# What the task asks
Arrange the lines from the one with "Pinpoint every visible gravel path." to the one with "[31,33,65,40]", both included, as a Markdown table with the columns Row and Line. Number each row and leave out blank lines.

# Task data
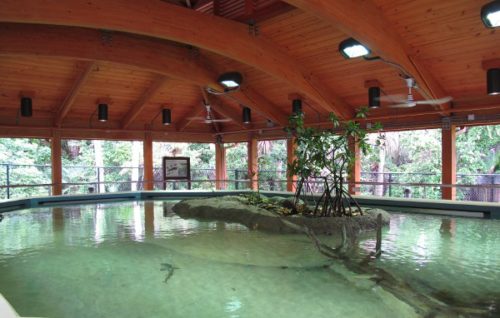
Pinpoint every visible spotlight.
[481,0,500,28]
[217,72,243,90]
[486,68,500,95]
[97,104,108,122]
[292,99,302,115]
[21,97,33,117]
[162,108,172,126]
[339,38,371,59]
[368,87,380,108]
[243,107,252,124]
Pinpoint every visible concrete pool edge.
[0,190,500,219]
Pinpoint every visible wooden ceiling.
[0,0,500,141]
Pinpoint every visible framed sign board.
[163,157,191,189]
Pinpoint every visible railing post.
[5,164,10,199]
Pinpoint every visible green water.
[0,202,500,317]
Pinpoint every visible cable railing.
[0,164,500,202]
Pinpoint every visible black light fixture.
[97,104,108,122]
[292,98,302,115]
[161,108,172,126]
[217,72,243,90]
[21,97,33,117]
[339,38,371,59]
[368,86,380,108]
[242,107,252,124]
[481,0,500,28]
[486,68,500,95]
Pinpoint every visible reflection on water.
[0,201,500,317]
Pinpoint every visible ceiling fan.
[188,103,231,124]
[379,77,452,108]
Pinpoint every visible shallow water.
[0,202,500,317]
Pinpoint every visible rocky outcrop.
[173,196,390,234]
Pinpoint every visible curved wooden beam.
[54,62,95,127]
[0,0,354,118]
[0,24,288,126]
[283,0,450,110]
[121,76,168,129]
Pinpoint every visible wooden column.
[215,143,227,190]
[286,138,297,192]
[248,137,259,190]
[50,131,62,195]
[349,139,361,195]
[143,132,154,190]
[441,125,457,200]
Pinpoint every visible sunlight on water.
[0,202,500,318]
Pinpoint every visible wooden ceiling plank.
[284,0,449,110]
[54,61,95,127]
[0,24,288,126]
[121,76,172,129]
[176,101,205,132]
[0,0,354,118]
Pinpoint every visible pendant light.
[21,97,33,117]
[161,108,172,126]
[242,107,252,124]
[368,86,380,108]
[486,68,500,95]
[97,104,108,122]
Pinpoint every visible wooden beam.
[50,131,62,195]
[122,76,168,129]
[215,143,227,190]
[286,137,297,192]
[284,0,449,110]
[54,61,95,127]
[0,0,354,118]
[247,136,259,190]
[143,132,154,190]
[441,125,457,200]
[208,96,247,129]
[0,24,288,130]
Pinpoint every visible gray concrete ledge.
[0,190,500,219]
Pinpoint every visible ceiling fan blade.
[416,96,453,105]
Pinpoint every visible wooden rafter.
[0,0,356,118]
[121,76,168,129]
[284,0,449,110]
[0,24,287,126]
[54,62,95,127]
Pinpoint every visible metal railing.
[0,164,500,202]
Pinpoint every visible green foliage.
[289,109,380,216]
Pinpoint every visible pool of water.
[0,202,500,318]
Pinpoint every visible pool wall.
[0,191,500,219]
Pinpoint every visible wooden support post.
[286,138,297,192]
[50,131,62,195]
[441,125,457,200]
[248,137,259,190]
[349,139,361,195]
[143,132,154,190]
[215,143,227,190]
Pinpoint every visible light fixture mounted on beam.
[339,38,371,59]
[161,108,172,126]
[486,68,500,95]
[481,0,500,28]
[20,97,33,117]
[97,103,108,122]
[368,86,380,108]
[242,107,252,124]
[217,72,243,91]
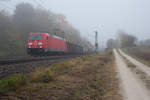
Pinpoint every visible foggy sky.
[0,0,150,45]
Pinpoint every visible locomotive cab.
[27,33,49,55]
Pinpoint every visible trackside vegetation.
[0,51,121,100]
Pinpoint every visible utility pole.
[95,31,98,52]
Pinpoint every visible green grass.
[0,74,28,94]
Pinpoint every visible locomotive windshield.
[29,35,43,40]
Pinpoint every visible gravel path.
[114,50,150,100]
[118,49,150,76]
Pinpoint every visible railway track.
[0,55,81,79]
[0,55,76,65]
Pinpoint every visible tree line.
[0,3,91,56]
[107,31,137,49]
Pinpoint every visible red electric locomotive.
[27,33,67,55]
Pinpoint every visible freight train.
[27,33,83,55]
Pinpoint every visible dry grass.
[1,52,121,100]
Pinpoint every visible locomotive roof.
[31,33,65,40]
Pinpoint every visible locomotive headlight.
[38,42,43,45]
[28,42,32,45]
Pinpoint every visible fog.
[0,0,150,46]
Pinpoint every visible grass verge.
[0,52,121,100]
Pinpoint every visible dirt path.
[119,49,150,76]
[114,50,150,100]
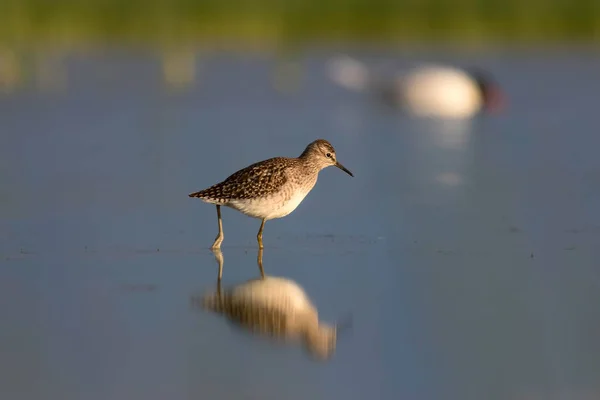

# Solution
| Row | Line |
|---|---|
| 1 | Pinpoint every visible gravel path. |
| 2 | [114,50,150,100] |
| 3 | [118,49,150,76] |
| 4 | Pinpoint every visible railway track. |
| 5 | [0,55,81,79] |
| 6 | [0,55,76,65] |
| 7 | Pinpoint every visible tree line. |
| 8 | [0,3,91,56] |
| 9 | [107,31,137,49] |
| 10 | Pinpoint every visible red electric locomotive. |
| 11 | [27,33,67,55] |
| 12 | Pinpoint every visible freight train. |
| 13 | [27,33,83,55] |
| 14 | Pinpoint every visible dry grass. |
| 15 | [1,52,121,100] |
| 16 | Pinpoint every visible locomotive roof. |
| 17 | [31,33,65,40] |